> **Task requirements**
Locate the line that contains "cream tufted ottoman." in the entries below. Retype it and all following lines through the final one, character for character.

Records
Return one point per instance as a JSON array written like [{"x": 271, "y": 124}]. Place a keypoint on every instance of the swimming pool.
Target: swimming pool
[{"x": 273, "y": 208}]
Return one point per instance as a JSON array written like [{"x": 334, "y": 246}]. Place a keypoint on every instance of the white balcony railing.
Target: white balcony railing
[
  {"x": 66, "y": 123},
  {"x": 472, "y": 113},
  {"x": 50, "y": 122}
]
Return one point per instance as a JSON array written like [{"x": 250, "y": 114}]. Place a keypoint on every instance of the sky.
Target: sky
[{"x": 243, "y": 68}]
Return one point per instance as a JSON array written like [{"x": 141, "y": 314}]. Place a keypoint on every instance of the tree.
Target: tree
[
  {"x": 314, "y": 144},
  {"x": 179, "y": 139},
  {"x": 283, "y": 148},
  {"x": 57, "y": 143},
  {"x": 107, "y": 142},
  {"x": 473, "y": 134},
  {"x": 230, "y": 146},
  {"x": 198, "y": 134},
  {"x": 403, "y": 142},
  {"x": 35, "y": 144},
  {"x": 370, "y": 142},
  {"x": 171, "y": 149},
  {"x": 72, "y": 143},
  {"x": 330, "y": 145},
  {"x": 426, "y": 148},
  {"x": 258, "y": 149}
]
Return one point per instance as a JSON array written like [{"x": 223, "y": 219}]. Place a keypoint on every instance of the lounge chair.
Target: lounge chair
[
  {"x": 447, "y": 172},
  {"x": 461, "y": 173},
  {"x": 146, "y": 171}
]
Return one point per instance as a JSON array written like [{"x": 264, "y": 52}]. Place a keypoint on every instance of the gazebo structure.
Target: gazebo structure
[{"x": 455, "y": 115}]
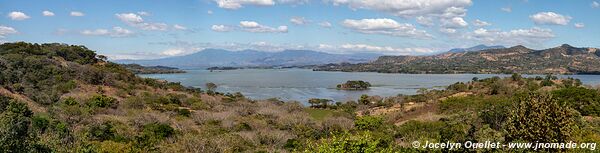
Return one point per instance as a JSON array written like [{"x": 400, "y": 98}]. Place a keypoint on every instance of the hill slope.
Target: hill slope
[
  {"x": 218, "y": 57},
  {"x": 564, "y": 59}
]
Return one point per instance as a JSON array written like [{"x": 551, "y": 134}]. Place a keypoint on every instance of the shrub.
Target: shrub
[
  {"x": 368, "y": 123},
  {"x": 586, "y": 101},
  {"x": 102, "y": 132},
  {"x": 538, "y": 117},
  {"x": 158, "y": 130},
  {"x": 101, "y": 101}
]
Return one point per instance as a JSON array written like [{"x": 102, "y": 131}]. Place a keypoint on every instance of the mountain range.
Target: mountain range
[
  {"x": 564, "y": 59},
  {"x": 250, "y": 58}
]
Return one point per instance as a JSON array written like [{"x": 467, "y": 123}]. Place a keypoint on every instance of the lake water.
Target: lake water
[{"x": 303, "y": 84}]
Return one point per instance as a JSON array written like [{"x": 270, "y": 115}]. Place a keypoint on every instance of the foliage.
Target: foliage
[
  {"x": 368, "y": 123},
  {"x": 586, "y": 101},
  {"x": 538, "y": 117}
]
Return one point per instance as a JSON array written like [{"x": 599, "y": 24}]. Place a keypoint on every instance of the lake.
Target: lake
[{"x": 303, "y": 84}]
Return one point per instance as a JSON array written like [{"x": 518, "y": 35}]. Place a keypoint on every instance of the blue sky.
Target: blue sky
[{"x": 154, "y": 29}]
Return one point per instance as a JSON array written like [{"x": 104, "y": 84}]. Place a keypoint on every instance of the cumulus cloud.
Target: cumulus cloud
[
  {"x": 137, "y": 21},
  {"x": 17, "y": 16},
  {"x": 425, "y": 21},
  {"x": 385, "y": 26},
  {"x": 325, "y": 24},
  {"x": 76, "y": 13},
  {"x": 221, "y": 28},
  {"x": 407, "y": 8},
  {"x": 550, "y": 18},
  {"x": 297, "y": 20},
  {"x": 455, "y": 22},
  {"x": 532, "y": 37},
  {"x": 236, "y": 4},
  {"x": 179, "y": 27},
  {"x": 480, "y": 23},
  {"x": 115, "y": 32},
  {"x": 5, "y": 30},
  {"x": 143, "y": 13},
  {"x": 251, "y": 26},
  {"x": 47, "y": 13}
]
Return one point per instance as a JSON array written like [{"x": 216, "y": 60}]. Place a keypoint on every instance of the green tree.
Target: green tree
[
  {"x": 538, "y": 117},
  {"x": 14, "y": 128}
]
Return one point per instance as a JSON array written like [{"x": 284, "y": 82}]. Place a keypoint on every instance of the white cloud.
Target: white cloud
[
  {"x": 143, "y": 13},
  {"x": 236, "y": 4},
  {"x": 17, "y": 16},
  {"x": 532, "y": 37},
  {"x": 251, "y": 26},
  {"x": 48, "y": 13},
  {"x": 221, "y": 28},
  {"x": 76, "y": 13},
  {"x": 137, "y": 21},
  {"x": 4, "y": 30},
  {"x": 455, "y": 22},
  {"x": 424, "y": 21},
  {"x": 385, "y": 26},
  {"x": 179, "y": 27},
  {"x": 297, "y": 20},
  {"x": 550, "y": 18},
  {"x": 480, "y": 23},
  {"x": 115, "y": 32},
  {"x": 325, "y": 24},
  {"x": 579, "y": 25},
  {"x": 407, "y": 8},
  {"x": 448, "y": 30}
]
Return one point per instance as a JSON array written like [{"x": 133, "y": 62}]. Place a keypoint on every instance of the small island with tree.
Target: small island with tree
[{"x": 354, "y": 85}]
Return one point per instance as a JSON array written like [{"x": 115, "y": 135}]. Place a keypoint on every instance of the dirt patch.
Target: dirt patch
[{"x": 33, "y": 106}]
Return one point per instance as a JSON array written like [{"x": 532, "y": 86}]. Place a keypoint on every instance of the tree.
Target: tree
[
  {"x": 538, "y": 117},
  {"x": 14, "y": 128}
]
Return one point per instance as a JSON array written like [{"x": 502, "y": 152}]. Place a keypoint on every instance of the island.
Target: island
[
  {"x": 139, "y": 69},
  {"x": 354, "y": 85}
]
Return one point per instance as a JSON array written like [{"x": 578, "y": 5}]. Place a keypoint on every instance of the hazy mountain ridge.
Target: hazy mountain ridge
[
  {"x": 564, "y": 59},
  {"x": 219, "y": 57}
]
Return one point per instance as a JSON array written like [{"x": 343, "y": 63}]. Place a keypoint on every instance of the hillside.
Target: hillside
[
  {"x": 252, "y": 58},
  {"x": 65, "y": 98},
  {"x": 564, "y": 59}
]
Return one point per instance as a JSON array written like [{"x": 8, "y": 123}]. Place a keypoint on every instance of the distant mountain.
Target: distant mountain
[
  {"x": 218, "y": 57},
  {"x": 474, "y": 48},
  {"x": 564, "y": 59}
]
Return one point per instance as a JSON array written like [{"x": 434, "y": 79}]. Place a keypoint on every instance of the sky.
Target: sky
[{"x": 136, "y": 29}]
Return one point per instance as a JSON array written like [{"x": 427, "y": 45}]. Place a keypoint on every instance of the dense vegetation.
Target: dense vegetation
[
  {"x": 64, "y": 98},
  {"x": 354, "y": 85},
  {"x": 564, "y": 59}
]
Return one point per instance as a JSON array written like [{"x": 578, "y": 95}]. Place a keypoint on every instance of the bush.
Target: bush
[
  {"x": 101, "y": 101},
  {"x": 368, "y": 123},
  {"x": 158, "y": 130},
  {"x": 102, "y": 132},
  {"x": 538, "y": 117},
  {"x": 586, "y": 101}
]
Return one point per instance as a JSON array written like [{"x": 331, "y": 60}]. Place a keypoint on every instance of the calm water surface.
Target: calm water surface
[{"x": 303, "y": 84}]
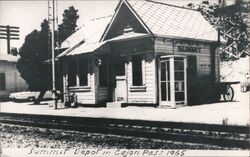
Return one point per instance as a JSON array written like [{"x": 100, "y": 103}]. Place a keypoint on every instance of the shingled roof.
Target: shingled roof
[
  {"x": 159, "y": 19},
  {"x": 87, "y": 35},
  {"x": 172, "y": 21}
]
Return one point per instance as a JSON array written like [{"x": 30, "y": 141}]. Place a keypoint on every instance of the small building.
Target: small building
[
  {"x": 146, "y": 53},
  {"x": 10, "y": 79}
]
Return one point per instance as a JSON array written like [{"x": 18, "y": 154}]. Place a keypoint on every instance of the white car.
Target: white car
[{"x": 29, "y": 95}]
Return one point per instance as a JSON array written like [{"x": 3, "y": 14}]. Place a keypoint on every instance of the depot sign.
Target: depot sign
[{"x": 189, "y": 49}]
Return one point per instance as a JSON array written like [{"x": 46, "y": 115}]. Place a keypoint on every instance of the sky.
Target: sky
[{"x": 28, "y": 14}]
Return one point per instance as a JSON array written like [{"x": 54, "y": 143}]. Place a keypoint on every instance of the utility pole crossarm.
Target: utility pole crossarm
[{"x": 9, "y": 33}]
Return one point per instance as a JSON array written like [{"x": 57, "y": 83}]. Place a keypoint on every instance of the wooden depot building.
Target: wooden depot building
[{"x": 146, "y": 53}]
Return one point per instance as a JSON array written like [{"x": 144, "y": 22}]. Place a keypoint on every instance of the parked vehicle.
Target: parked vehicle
[{"x": 29, "y": 95}]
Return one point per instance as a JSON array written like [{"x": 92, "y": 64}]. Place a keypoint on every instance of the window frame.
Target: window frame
[
  {"x": 142, "y": 87},
  {"x": 77, "y": 74},
  {"x": 3, "y": 75}
]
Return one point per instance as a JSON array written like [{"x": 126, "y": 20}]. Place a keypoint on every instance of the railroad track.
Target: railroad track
[{"x": 220, "y": 135}]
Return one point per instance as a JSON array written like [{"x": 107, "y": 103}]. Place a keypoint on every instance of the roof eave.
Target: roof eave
[{"x": 185, "y": 38}]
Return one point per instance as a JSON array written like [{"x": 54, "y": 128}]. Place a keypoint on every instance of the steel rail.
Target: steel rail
[{"x": 220, "y": 135}]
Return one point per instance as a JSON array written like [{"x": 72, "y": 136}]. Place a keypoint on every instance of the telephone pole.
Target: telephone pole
[{"x": 51, "y": 14}]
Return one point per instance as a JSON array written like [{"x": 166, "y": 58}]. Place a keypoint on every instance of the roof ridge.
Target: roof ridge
[
  {"x": 102, "y": 17},
  {"x": 170, "y": 5}
]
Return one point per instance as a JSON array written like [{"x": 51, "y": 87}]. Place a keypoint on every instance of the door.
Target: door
[
  {"x": 120, "y": 80},
  {"x": 192, "y": 79},
  {"x": 172, "y": 81},
  {"x": 165, "y": 86}
]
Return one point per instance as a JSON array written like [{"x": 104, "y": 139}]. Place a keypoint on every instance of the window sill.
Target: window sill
[
  {"x": 80, "y": 89},
  {"x": 138, "y": 89}
]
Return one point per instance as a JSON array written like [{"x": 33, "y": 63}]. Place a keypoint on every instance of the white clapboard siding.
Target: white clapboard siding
[
  {"x": 163, "y": 46},
  {"x": 149, "y": 95},
  {"x": 102, "y": 94},
  {"x": 88, "y": 96}
]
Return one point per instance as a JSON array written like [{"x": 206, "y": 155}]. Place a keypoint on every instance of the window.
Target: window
[
  {"x": 78, "y": 73},
  {"x": 83, "y": 72},
  {"x": 103, "y": 72},
  {"x": 72, "y": 73},
  {"x": 179, "y": 79},
  {"x": 137, "y": 71},
  {"x": 2, "y": 81}
]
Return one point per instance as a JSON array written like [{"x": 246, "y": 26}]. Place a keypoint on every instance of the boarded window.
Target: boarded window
[
  {"x": 72, "y": 73},
  {"x": 137, "y": 71},
  {"x": 103, "y": 72},
  {"x": 83, "y": 72},
  {"x": 2, "y": 81}
]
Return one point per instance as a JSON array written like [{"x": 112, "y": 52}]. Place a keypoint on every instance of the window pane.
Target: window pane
[
  {"x": 137, "y": 70},
  {"x": 83, "y": 72},
  {"x": 163, "y": 91},
  {"x": 168, "y": 70},
  {"x": 179, "y": 65},
  {"x": 72, "y": 73},
  {"x": 103, "y": 78},
  {"x": 169, "y": 92},
  {"x": 2, "y": 81},
  {"x": 179, "y": 96},
  {"x": 179, "y": 86},
  {"x": 179, "y": 75},
  {"x": 163, "y": 71}
]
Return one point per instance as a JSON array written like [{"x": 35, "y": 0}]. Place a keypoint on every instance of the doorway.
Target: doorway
[
  {"x": 120, "y": 80},
  {"x": 172, "y": 81}
]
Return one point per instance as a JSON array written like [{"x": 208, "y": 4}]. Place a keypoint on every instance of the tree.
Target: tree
[
  {"x": 68, "y": 25},
  {"x": 232, "y": 26},
  {"x": 34, "y": 63},
  {"x": 31, "y": 65}
]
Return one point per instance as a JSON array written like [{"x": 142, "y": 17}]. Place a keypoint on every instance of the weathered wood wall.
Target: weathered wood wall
[{"x": 146, "y": 94}]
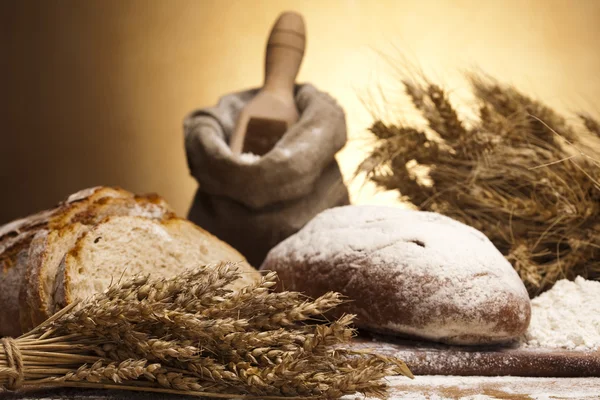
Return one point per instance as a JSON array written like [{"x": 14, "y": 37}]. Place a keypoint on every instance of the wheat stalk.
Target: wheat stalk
[{"x": 188, "y": 334}]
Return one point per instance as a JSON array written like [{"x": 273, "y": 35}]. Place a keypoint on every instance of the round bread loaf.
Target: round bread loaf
[{"x": 411, "y": 273}]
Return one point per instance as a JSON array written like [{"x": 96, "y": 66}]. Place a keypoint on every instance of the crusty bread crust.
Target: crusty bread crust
[
  {"x": 44, "y": 267},
  {"x": 16, "y": 238},
  {"x": 408, "y": 273},
  {"x": 213, "y": 249}
]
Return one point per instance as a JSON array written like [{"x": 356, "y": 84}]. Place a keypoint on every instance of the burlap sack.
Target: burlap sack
[{"x": 253, "y": 202}]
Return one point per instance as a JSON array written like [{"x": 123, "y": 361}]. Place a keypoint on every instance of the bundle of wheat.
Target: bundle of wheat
[
  {"x": 516, "y": 174},
  {"x": 190, "y": 335}
]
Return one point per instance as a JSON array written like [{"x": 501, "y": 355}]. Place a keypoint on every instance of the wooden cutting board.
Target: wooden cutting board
[{"x": 437, "y": 359}]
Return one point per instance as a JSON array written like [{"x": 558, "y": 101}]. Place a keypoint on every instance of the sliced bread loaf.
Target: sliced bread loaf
[
  {"x": 124, "y": 246},
  {"x": 49, "y": 247}
]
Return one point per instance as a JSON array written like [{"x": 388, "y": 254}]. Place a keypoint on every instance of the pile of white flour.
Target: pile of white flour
[{"x": 566, "y": 316}]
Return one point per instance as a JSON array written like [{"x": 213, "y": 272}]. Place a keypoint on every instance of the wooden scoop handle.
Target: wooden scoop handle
[{"x": 285, "y": 50}]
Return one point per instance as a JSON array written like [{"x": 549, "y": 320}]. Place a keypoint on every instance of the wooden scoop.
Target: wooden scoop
[{"x": 272, "y": 111}]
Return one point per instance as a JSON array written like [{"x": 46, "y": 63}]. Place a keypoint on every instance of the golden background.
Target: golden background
[{"x": 94, "y": 92}]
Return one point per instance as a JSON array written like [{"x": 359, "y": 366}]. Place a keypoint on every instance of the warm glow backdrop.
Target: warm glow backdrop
[{"x": 94, "y": 92}]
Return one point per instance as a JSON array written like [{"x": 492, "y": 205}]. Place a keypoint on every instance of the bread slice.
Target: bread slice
[
  {"x": 49, "y": 247},
  {"x": 124, "y": 246},
  {"x": 15, "y": 239}
]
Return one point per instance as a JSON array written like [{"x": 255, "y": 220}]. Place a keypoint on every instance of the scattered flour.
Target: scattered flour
[{"x": 566, "y": 316}]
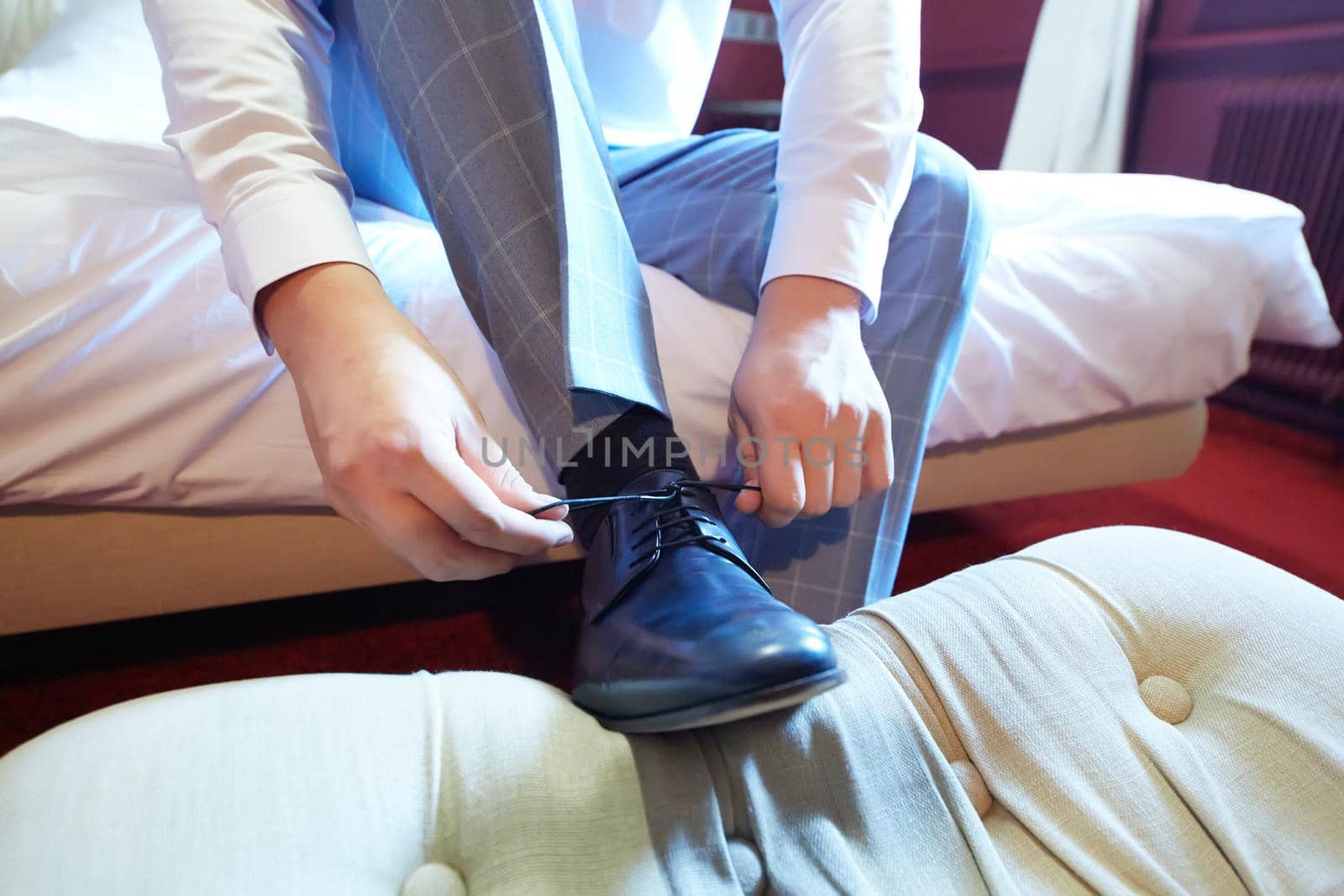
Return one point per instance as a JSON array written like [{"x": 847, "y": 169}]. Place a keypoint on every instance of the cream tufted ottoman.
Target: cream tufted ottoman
[{"x": 1120, "y": 710}]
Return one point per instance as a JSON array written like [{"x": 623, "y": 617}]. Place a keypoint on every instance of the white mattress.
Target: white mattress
[{"x": 131, "y": 376}]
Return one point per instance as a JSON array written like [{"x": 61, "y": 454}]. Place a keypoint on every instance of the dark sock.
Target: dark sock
[{"x": 638, "y": 441}]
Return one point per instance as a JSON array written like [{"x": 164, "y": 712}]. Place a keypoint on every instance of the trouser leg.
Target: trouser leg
[
  {"x": 703, "y": 211},
  {"x": 492, "y": 112}
]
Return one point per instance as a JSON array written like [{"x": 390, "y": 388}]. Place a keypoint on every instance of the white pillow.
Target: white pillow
[{"x": 1213, "y": 226}]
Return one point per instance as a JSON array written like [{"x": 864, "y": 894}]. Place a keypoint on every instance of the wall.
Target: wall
[{"x": 974, "y": 56}]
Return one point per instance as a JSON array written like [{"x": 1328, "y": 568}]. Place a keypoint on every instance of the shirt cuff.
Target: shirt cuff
[
  {"x": 282, "y": 230},
  {"x": 831, "y": 237}
]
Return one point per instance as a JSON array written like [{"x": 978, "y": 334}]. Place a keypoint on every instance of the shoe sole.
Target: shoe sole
[{"x": 717, "y": 712}]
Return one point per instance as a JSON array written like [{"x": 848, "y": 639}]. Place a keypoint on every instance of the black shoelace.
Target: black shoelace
[{"x": 674, "y": 526}]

> **Task response**
Return one point per instance as a JSON array written like [{"x": 847, "y": 169}]. Place a keypoint on every instance of the cream tufted ottoman.
Target: cream tufted ottoman
[{"x": 1120, "y": 710}]
Return one point per instance as a JSON array written like [{"x": 623, "y": 617}]. Place a keypoint on every instance of the white mattress.
Target: white mattress
[{"x": 131, "y": 376}]
Return one point per instance as a JSON array written like [{"x": 61, "y": 454}]. Place a keypoint on every instance of the dark sock.
Target: dark sock
[{"x": 638, "y": 441}]
Return one point per instance as a JSON array written like [{"x": 164, "y": 712}]. Place a keypoint on every instance of the trouser leg.
Target: trouser leg
[
  {"x": 703, "y": 211},
  {"x": 492, "y": 112}
]
Return one point per instance as a JSON array written like [{"x": 390, "y": 388}]. Place a keypoint on every instance of the white pillow.
Target: white pillow
[{"x": 1213, "y": 226}]
Return one point per instance as a JSON array written like [{"x": 864, "y": 894}]. Place a keypoint on every instance of the wall.
Target: wall
[{"x": 974, "y": 56}]
Return one point per instance as a JSON array written like [{"x": 1328, "y": 568}]. Place a keypoint on every instance of the shirt cuff.
Target: shirt cuff
[
  {"x": 282, "y": 230},
  {"x": 831, "y": 237}
]
Return one point per instance as a JSON array written like [{"x": 978, "y": 334}]. Place a keypoint on every instance of the shoe sole.
Target: shoe sole
[{"x": 717, "y": 712}]
Return one point per instance as a JSON array written like [{"x": 848, "y": 639}]. Place a keypoint on every instance of the black shoelace.
Target: black shoelace
[{"x": 674, "y": 526}]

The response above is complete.